## [Text excerpt]
□ □ □ □

Bingley lives in Blacksburg and is a teacher.

I just read your article about Rodney Startz, the Radford man accused of killing his former girlfriend at a Wal-Mart (“Man blames shooting on pills,” Feb. 20). This man claims that withdrawing from the antidepressant Lexapro caused the irrational and volatile state of mind that led him to shoot another human being.

I stopped taking Lexapro six weeks ago, and I am here to underscore the seriousness of the effects of withdrawal from this drug.

While, of course, I don’t condone murder, I think people should understand that there is a syndrome called selective serotonin reuptake inhibitors withdrawal syndrome. It one day may pertain to them.

An SSRI is a common type of antidepressant, and many people take antidepressants. Shamefully, doctors often seem comfortable with putting people on drugs, but have very little knowledge of how best to get them off those drugs. We, as a society, have rarely challenged that.

Coming off a drug like Lexapro results in weeks, often two months even, of effects similar to withdrawing from heroine or methadone, which patients often do in a medical facility under a doctor’s care. The difference with SSRI withdrawal is that it’s not taken seriously or even acknowledged.

□ □ □ □

## [Records from a data collection]
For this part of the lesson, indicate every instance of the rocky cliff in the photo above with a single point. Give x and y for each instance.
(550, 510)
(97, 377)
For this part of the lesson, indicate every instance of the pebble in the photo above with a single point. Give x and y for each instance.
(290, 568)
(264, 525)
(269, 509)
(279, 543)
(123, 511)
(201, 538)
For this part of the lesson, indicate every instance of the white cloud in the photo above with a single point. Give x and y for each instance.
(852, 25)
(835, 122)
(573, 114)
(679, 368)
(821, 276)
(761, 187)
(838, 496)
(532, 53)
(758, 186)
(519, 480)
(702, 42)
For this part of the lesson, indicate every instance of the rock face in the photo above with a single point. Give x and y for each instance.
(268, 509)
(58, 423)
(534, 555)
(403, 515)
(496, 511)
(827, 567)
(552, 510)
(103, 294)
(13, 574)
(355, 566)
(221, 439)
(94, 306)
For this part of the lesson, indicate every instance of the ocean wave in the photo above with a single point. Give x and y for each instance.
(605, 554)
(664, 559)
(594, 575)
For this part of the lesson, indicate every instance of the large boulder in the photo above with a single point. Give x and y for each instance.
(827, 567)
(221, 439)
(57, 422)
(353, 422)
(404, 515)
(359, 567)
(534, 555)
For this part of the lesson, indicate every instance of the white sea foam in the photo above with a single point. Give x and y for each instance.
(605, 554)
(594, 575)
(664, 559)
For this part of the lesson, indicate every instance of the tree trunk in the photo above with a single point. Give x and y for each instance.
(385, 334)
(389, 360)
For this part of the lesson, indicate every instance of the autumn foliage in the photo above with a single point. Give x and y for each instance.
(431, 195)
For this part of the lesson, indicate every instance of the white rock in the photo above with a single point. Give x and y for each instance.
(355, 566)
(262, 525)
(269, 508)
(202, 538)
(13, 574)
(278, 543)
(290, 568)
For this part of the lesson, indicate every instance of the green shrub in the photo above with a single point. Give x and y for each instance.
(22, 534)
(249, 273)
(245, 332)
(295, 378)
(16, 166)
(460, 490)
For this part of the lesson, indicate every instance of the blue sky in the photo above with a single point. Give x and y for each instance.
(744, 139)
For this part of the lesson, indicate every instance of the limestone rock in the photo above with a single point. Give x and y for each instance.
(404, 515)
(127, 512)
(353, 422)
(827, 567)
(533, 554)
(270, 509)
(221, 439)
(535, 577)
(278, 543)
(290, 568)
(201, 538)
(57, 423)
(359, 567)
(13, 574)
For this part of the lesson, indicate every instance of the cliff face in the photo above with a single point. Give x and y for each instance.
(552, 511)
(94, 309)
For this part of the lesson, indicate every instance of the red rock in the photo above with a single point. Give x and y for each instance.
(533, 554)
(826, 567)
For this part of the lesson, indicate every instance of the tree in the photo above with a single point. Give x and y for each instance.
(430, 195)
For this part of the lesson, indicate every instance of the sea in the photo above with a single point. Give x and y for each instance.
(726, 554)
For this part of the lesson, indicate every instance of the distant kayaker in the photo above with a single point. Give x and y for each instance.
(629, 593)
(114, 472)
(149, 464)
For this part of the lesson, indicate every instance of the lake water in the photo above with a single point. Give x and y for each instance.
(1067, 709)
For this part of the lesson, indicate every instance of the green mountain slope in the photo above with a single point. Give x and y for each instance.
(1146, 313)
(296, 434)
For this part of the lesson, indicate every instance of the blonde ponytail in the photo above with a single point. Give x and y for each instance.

□ □ □ □

Summarize the text on Lexapro withdrawal in two sentences.

## [Answer box]
A Blacksburg teacher who stopped taking the antidepressant Lexapro six weeks ago responds to an article about Rodney Startz, the Radford man accused of killing his former girlfriend at a Wal-Mart, who claims Lexapro withdrawal caused the state of mind that led him to shoot her. Without condoning murder, the writer warns that SSRI withdrawal syndrome can bring weeks, often even two months, of effects similar to withdrawing from methadone, that it is not taken seriously or even acknowledged, and that doctors know very little about how best to get people off these drugs.